■ **What you have to do**
Return each line of the records with nothing changed, pictures excepted.

** START OF Data section **

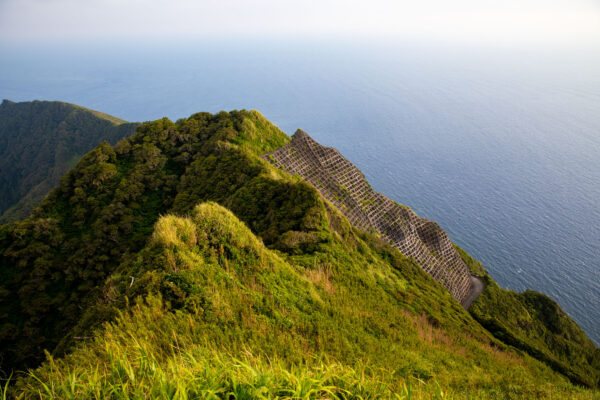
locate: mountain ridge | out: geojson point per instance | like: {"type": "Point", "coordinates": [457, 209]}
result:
{"type": "Point", "coordinates": [181, 244]}
{"type": "Point", "coordinates": [39, 142]}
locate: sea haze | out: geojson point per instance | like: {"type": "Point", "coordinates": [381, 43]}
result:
{"type": "Point", "coordinates": [501, 146]}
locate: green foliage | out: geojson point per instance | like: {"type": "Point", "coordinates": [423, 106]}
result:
{"type": "Point", "coordinates": [535, 324]}
{"type": "Point", "coordinates": [104, 210]}
{"type": "Point", "coordinates": [179, 263]}
{"type": "Point", "coordinates": [207, 311]}
{"type": "Point", "coordinates": [40, 142]}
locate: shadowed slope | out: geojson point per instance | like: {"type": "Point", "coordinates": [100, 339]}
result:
{"type": "Point", "coordinates": [39, 142]}
{"type": "Point", "coordinates": [346, 187]}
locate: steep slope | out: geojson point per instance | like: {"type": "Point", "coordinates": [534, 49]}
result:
{"type": "Point", "coordinates": [340, 182]}
{"type": "Point", "coordinates": [534, 323]}
{"type": "Point", "coordinates": [39, 142]}
{"type": "Point", "coordinates": [210, 312]}
{"type": "Point", "coordinates": [281, 283]}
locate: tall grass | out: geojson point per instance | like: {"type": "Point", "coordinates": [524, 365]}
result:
{"type": "Point", "coordinates": [134, 372]}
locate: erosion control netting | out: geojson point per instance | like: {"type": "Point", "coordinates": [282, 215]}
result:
{"type": "Point", "coordinates": [340, 182]}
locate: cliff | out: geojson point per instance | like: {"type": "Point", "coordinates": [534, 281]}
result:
{"type": "Point", "coordinates": [180, 263]}
{"type": "Point", "coordinates": [340, 182]}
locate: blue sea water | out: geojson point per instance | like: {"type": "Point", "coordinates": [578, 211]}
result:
{"type": "Point", "coordinates": [499, 145]}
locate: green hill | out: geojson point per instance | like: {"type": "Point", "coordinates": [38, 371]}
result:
{"type": "Point", "coordinates": [39, 142]}
{"type": "Point", "coordinates": [179, 264]}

** END OF Data section **

■ **Response to this task**
locate: mountain ridge | out: geojson point per instance | like: {"type": "Point", "coordinates": [457, 209]}
result:
{"type": "Point", "coordinates": [181, 244]}
{"type": "Point", "coordinates": [39, 142]}
locate: sea haze | out: geojson point per instance | like: {"type": "Point", "coordinates": [381, 43]}
result:
{"type": "Point", "coordinates": [501, 146]}
locate: green foliage | out: geojson point per instance | like: {"type": "Point", "coordinates": [423, 106]}
result:
{"type": "Point", "coordinates": [535, 324]}
{"type": "Point", "coordinates": [104, 210]}
{"type": "Point", "coordinates": [179, 263]}
{"type": "Point", "coordinates": [207, 311]}
{"type": "Point", "coordinates": [40, 142]}
locate: shadowed slope | out: geojson point per instance | like: {"type": "Point", "coordinates": [100, 339]}
result:
{"type": "Point", "coordinates": [39, 142]}
{"type": "Point", "coordinates": [346, 187]}
locate: steep slope | out: geojson point per instance | like: {"type": "Point", "coordinates": [534, 49]}
result:
{"type": "Point", "coordinates": [340, 182]}
{"type": "Point", "coordinates": [534, 323]}
{"type": "Point", "coordinates": [39, 142]}
{"type": "Point", "coordinates": [210, 312]}
{"type": "Point", "coordinates": [281, 283]}
locate: tall grass | out: geojson point per instance | like: {"type": "Point", "coordinates": [524, 365]}
result:
{"type": "Point", "coordinates": [134, 372]}
locate: erosion control netting | out: geojson point per instance | like: {"type": "Point", "coordinates": [282, 215]}
result:
{"type": "Point", "coordinates": [340, 182]}
locate: cliff | out: geojson point per instance | like: {"type": "Point", "coordinates": [534, 281]}
result:
{"type": "Point", "coordinates": [180, 263]}
{"type": "Point", "coordinates": [340, 182]}
locate: blue sea water | out: geojson point per instance | like: {"type": "Point", "coordinates": [578, 211]}
result:
{"type": "Point", "coordinates": [499, 145]}
locate: green hill | out: geojson point per instance | like: {"type": "Point", "coordinates": [38, 371]}
result:
{"type": "Point", "coordinates": [39, 142]}
{"type": "Point", "coordinates": [179, 264]}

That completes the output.